• **Exercise instructions**: Could you filter the material and copy every line where the word "light" occurs?

• **Dataset entries**:
#####

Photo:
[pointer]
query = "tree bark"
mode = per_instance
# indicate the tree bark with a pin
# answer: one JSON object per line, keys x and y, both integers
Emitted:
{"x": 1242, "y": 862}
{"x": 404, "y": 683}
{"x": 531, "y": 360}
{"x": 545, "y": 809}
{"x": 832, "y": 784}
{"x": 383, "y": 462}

#####

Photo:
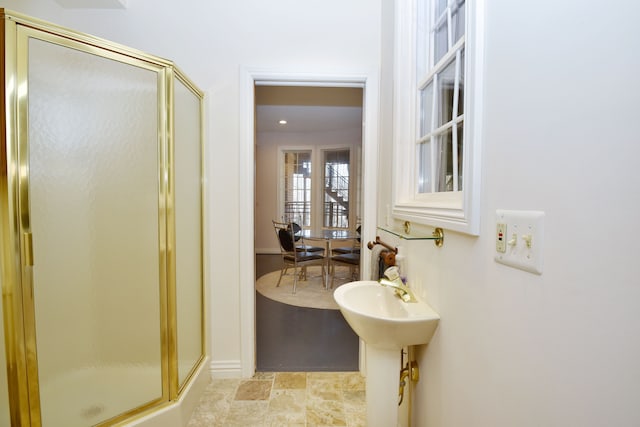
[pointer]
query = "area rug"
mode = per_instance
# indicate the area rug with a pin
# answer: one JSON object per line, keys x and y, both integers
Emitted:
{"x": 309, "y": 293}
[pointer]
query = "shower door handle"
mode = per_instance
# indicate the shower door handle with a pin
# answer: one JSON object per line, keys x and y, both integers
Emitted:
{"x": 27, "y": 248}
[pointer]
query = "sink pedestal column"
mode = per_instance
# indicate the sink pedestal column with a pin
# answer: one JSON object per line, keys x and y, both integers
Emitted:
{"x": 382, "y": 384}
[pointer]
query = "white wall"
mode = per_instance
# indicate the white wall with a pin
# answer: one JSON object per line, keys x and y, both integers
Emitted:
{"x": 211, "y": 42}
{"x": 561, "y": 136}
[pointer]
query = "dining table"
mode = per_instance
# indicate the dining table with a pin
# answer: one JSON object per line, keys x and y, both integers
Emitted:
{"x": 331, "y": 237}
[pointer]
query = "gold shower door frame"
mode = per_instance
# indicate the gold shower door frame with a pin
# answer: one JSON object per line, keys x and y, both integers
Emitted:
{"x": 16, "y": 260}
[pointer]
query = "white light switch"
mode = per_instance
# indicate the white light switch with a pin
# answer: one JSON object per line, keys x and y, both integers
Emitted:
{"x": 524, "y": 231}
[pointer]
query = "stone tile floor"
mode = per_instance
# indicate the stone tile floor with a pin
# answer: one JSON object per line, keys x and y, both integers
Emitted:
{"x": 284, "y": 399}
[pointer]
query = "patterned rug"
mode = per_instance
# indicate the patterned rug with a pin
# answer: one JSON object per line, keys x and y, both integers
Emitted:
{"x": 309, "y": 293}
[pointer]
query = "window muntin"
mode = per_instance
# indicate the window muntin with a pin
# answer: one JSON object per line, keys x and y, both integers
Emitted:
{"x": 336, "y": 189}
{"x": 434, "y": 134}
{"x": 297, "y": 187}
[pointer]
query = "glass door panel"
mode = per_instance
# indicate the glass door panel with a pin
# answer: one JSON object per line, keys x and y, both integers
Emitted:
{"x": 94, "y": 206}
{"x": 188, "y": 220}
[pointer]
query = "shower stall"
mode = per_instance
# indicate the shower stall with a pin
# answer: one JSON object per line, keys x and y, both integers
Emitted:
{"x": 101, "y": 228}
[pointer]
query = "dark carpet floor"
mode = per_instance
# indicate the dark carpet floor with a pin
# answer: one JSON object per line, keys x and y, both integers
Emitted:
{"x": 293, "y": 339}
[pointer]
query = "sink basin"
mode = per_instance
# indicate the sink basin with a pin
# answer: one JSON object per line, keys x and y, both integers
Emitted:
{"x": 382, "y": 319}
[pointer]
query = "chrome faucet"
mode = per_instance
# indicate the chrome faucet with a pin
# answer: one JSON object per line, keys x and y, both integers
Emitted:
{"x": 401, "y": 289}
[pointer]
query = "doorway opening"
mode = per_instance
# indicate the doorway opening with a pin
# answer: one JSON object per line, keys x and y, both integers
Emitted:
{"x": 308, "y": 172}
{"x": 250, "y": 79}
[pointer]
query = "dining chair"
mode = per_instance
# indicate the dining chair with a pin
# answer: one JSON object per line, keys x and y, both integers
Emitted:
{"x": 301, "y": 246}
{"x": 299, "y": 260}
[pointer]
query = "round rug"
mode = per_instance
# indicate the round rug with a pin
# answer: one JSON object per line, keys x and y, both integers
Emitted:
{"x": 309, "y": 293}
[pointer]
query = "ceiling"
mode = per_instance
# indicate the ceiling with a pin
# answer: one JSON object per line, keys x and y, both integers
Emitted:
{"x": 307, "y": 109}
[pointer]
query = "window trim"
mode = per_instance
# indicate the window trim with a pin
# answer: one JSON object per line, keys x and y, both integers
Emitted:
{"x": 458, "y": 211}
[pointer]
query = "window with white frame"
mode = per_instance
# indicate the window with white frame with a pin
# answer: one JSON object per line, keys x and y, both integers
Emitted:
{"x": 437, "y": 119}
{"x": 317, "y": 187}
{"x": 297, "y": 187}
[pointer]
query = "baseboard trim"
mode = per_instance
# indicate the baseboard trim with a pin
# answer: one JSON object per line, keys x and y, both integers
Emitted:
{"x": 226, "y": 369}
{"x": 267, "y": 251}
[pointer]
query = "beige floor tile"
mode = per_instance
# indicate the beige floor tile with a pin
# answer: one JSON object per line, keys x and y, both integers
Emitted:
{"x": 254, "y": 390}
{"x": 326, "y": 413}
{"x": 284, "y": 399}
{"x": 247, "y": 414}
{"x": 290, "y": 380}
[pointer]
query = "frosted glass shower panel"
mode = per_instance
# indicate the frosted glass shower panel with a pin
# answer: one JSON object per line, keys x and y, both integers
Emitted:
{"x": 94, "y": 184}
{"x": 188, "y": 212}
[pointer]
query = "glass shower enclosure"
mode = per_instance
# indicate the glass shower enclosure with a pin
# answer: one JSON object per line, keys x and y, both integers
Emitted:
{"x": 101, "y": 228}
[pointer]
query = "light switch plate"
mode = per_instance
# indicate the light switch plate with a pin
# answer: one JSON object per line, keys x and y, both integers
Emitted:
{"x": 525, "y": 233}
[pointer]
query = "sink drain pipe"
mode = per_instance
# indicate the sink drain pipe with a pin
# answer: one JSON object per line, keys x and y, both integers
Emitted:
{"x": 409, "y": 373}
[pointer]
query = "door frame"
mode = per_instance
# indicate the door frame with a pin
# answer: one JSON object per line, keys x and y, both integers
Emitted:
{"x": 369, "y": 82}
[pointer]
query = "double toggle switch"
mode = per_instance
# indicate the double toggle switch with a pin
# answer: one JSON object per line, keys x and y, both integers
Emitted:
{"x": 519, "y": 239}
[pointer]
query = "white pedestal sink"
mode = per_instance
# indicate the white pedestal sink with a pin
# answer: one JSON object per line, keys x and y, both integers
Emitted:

#####

• **Answer to this exercise**:
query = "white light switch"
# indicate the white light switch with a pin
query = "light switch plate"
# indicate the light switch plate with a pin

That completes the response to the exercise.